R v Brown [1994] 1 AC 212[1] is a House of Lords judgment in which a group of men were convicted for their involvement in consensual sadomasochistic sexual acts over a 10-year period. They were convicted of "unlawful and malicious wounding" and "assault occasioning actual bodily harm" contrary to sections 20 and 47 of the Offences against the Person Act 1861. The key issue facing the Court was whether consent was a valid defence to assault in these circumstances, to which the Court answered in the negative.

The case is colloquially known as the Spanner case, named after Operation Spanner, the investigation which led to it.


Five of the appellants of the case engaged in sadomasochistic sexual acts, consenting to the harm which they received. While none of these individuals complained against any of the acts in which they were involved, they were uncovered by an unrelated police investigation.[2] Upon conviction, the appellants argued that they could not be convicted under the Offences against the Person Act 1861, as they had in all instances consented to the acts they engaged in.

* [EXTRACTED RECORDS]

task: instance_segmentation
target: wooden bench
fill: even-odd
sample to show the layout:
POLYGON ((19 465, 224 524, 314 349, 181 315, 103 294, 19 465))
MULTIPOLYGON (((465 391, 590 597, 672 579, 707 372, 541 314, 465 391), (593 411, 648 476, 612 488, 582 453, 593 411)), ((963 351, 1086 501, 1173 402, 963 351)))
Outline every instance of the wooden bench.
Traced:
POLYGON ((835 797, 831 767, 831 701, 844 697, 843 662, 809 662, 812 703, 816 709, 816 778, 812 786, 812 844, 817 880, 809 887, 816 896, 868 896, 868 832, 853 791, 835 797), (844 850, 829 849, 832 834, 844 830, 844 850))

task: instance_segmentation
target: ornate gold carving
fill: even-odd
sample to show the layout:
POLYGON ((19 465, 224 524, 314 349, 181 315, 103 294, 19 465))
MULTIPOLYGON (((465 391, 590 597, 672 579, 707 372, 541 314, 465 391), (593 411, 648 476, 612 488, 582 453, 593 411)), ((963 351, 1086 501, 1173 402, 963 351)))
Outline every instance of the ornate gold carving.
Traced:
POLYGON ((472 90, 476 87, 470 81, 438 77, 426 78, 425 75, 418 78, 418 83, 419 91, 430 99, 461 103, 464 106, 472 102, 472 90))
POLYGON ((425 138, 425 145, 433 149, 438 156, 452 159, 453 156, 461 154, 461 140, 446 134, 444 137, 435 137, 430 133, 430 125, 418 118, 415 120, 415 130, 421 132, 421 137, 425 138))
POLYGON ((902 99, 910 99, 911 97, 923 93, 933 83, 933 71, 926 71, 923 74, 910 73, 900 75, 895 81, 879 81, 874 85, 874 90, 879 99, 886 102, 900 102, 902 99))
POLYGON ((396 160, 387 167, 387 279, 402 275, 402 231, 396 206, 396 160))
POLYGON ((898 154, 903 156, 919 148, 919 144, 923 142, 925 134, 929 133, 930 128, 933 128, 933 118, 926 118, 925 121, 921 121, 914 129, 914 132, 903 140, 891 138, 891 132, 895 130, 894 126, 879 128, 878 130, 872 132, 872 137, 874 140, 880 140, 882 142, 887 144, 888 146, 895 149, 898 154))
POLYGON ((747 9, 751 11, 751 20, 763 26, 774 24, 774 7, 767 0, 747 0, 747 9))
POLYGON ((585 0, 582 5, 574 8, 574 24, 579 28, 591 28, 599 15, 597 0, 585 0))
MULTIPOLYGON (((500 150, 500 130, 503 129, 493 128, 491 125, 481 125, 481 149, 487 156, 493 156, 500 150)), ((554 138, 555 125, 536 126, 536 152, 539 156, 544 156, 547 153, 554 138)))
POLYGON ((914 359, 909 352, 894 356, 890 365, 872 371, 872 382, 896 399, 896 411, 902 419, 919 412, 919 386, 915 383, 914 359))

* [WHAT YOU NEED TO DO]
a) According to the R v Brown text, on what basis did the appellants argue they could not be convicted under the Offences against the Person Act 1861? Answer in one to three sentences.
b) Switch "wooden bench" to "park bench" in the listing lines starting at the first line of the listing and ending at the line containing "POLYGON ((835 797, 831", both included, and give back only those lines with nothing else changed.
The R v Brown text and the listing come from separate sources.

* [RESULTS FOR THE EXERCISE]
a) The appellants argued that they could not be convicted under the Offences against the Person Act 1861 because they had consented to the acts they engaged in, in all instances.

b)
task: instance_segmentation
target: park bench
fill: even-odd
sample to show the layout:
POLYGON ((19 465, 224 524, 314 349, 181 315, 103 294, 19 465))
MULTIPOLYGON (((465 391, 590 597, 672 579, 707 372, 541 314, 465 391), (593 411, 648 476, 612 488, 582 453, 593 411)), ((963 351, 1086 501, 1173 402, 963 351)))
Outline every instance of the park bench.
Traced:
POLYGON ((835 797, 831 767, 831 701, 844 697, 843 662, 809 662, 812 703, 816 709, 816 778, 812 786, 812 844, 817 880, 809 887, 816 896, 868 896, 868 832, 853 791, 835 797), (844 850, 829 849, 832 834, 844 830, 844 850))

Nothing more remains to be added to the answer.